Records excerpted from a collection
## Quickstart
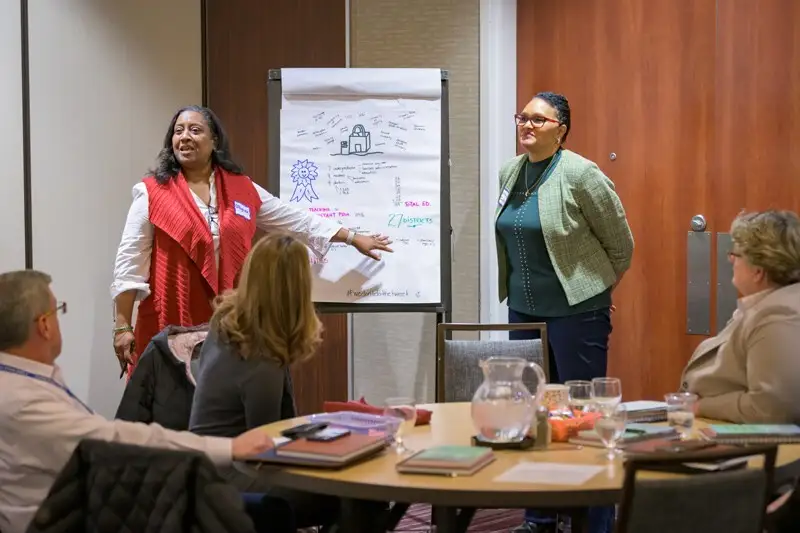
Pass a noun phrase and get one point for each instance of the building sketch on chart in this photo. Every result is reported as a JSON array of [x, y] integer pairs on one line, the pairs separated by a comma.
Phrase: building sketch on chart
[[304, 172], [359, 142]]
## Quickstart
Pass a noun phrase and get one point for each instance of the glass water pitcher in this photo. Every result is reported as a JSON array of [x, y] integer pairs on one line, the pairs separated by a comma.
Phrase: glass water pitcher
[[503, 408]]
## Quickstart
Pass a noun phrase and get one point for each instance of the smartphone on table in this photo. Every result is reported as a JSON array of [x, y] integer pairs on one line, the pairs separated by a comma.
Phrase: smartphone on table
[[328, 435], [303, 430]]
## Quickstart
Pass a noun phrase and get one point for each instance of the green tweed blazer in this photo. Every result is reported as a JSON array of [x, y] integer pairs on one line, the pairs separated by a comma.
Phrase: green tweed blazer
[[585, 229]]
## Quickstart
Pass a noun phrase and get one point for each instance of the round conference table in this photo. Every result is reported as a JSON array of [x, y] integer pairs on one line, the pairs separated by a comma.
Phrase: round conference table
[[452, 497]]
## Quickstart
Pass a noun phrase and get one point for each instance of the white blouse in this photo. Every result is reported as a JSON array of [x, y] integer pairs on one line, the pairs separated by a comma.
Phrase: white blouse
[[132, 265]]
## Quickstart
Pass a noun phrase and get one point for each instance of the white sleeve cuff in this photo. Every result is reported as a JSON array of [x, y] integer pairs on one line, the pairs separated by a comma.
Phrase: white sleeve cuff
[[219, 450], [120, 286]]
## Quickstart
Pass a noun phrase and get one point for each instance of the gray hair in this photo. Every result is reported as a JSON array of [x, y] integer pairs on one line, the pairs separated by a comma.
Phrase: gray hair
[[770, 240], [24, 295]]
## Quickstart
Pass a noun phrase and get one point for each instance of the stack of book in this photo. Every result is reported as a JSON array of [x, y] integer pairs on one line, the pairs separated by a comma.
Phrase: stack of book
[[447, 461], [333, 454], [753, 433], [646, 411]]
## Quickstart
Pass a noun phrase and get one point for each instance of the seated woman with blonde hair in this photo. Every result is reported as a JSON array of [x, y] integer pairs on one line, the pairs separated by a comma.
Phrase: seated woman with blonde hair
[[750, 372], [256, 333]]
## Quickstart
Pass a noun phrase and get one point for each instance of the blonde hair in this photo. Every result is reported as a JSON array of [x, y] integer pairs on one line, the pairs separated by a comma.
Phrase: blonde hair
[[770, 240], [24, 295], [270, 314]]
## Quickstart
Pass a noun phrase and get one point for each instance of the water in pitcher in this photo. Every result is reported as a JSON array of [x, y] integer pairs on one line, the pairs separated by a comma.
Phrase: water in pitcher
[[503, 420], [503, 408]]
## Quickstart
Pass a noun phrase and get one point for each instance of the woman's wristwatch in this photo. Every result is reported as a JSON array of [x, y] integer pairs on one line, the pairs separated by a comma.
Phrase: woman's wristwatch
[[123, 329]]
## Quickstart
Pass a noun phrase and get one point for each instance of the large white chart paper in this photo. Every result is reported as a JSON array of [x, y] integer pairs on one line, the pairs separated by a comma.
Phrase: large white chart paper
[[374, 167]]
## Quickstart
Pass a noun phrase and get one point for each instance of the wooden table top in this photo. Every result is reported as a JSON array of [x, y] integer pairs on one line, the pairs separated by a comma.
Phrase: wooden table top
[[376, 479]]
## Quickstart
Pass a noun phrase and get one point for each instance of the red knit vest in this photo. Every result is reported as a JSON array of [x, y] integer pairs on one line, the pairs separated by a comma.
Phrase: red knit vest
[[183, 273]]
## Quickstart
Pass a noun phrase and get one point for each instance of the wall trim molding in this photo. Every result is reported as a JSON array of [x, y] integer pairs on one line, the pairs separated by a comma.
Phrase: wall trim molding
[[498, 101], [26, 132], [204, 49]]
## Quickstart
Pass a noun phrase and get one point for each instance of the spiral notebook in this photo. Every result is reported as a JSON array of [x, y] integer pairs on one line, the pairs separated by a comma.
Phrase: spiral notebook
[[753, 433]]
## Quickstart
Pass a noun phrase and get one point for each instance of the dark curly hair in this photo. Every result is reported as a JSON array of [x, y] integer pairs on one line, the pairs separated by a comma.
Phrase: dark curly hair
[[560, 103], [167, 166]]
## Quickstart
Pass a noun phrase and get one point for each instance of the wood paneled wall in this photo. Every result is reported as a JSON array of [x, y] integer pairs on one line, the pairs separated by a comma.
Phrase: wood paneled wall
[[244, 39], [697, 100]]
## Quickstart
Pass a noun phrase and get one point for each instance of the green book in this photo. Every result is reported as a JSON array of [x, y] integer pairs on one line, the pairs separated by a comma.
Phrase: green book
[[452, 454], [447, 460], [755, 429]]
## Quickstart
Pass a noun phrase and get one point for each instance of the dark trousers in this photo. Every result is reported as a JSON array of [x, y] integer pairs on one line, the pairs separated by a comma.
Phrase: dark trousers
[[578, 347]]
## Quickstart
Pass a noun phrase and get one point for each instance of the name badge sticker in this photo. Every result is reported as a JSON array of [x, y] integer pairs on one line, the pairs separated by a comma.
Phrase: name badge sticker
[[241, 210], [503, 197]]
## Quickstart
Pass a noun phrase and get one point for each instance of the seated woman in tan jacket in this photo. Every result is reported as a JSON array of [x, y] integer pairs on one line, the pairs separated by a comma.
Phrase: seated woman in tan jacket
[[750, 372]]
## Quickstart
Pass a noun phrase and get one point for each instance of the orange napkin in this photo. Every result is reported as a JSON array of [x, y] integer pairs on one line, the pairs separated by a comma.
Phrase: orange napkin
[[564, 428], [361, 406]]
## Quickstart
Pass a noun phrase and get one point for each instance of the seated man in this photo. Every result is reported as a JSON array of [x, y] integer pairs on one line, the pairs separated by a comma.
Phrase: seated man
[[42, 421], [750, 372]]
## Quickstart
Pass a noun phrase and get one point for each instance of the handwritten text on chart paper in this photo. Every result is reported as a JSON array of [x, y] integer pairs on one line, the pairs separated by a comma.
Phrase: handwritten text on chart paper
[[373, 170]]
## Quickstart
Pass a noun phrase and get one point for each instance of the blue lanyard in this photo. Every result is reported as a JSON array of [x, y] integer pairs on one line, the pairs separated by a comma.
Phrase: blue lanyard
[[51, 381]]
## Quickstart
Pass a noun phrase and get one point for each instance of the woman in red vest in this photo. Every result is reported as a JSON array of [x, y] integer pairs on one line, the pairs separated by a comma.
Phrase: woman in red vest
[[189, 228]]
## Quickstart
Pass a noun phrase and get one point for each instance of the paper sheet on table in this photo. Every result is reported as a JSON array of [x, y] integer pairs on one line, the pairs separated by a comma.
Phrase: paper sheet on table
[[549, 473]]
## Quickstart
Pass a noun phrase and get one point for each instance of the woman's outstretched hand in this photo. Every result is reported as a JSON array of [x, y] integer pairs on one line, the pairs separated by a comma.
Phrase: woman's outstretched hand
[[370, 245]]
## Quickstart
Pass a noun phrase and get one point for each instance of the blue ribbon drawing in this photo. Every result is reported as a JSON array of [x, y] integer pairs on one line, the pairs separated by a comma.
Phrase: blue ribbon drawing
[[303, 173]]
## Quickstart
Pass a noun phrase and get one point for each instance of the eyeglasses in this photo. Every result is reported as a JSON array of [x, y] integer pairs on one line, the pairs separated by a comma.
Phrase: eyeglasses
[[537, 121], [61, 307]]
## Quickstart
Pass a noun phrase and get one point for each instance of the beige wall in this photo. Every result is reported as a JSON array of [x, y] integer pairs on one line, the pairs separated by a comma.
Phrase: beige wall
[[12, 211], [105, 77], [394, 353]]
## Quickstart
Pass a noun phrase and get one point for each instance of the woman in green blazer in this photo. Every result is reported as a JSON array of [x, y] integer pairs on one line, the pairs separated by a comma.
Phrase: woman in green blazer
[[563, 244]]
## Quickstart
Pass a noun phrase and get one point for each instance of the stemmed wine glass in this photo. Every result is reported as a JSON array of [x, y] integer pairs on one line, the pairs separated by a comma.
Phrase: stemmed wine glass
[[580, 395], [611, 426], [606, 391], [404, 410]]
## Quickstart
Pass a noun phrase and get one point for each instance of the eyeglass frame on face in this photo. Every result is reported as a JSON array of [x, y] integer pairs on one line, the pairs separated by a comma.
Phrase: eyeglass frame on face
[[521, 120], [61, 307], [732, 255]]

Exercise task ▸
Output the lines of the records as a numbered list, from the first line up to and including the line containing "[[304, 172], [359, 142]]". Skip blank lines and leave the pictures out.

Response ▸
1. ## Quickstart
2. Pass a noun phrase and get one point for each instance of the building sketch on chart in this photo. Every result is reported as a JSON array of [x, y] integer pairs on one line, the pairs separated by a comma.
3. Phrase: building sketch on chart
4. [[304, 172], [359, 142]]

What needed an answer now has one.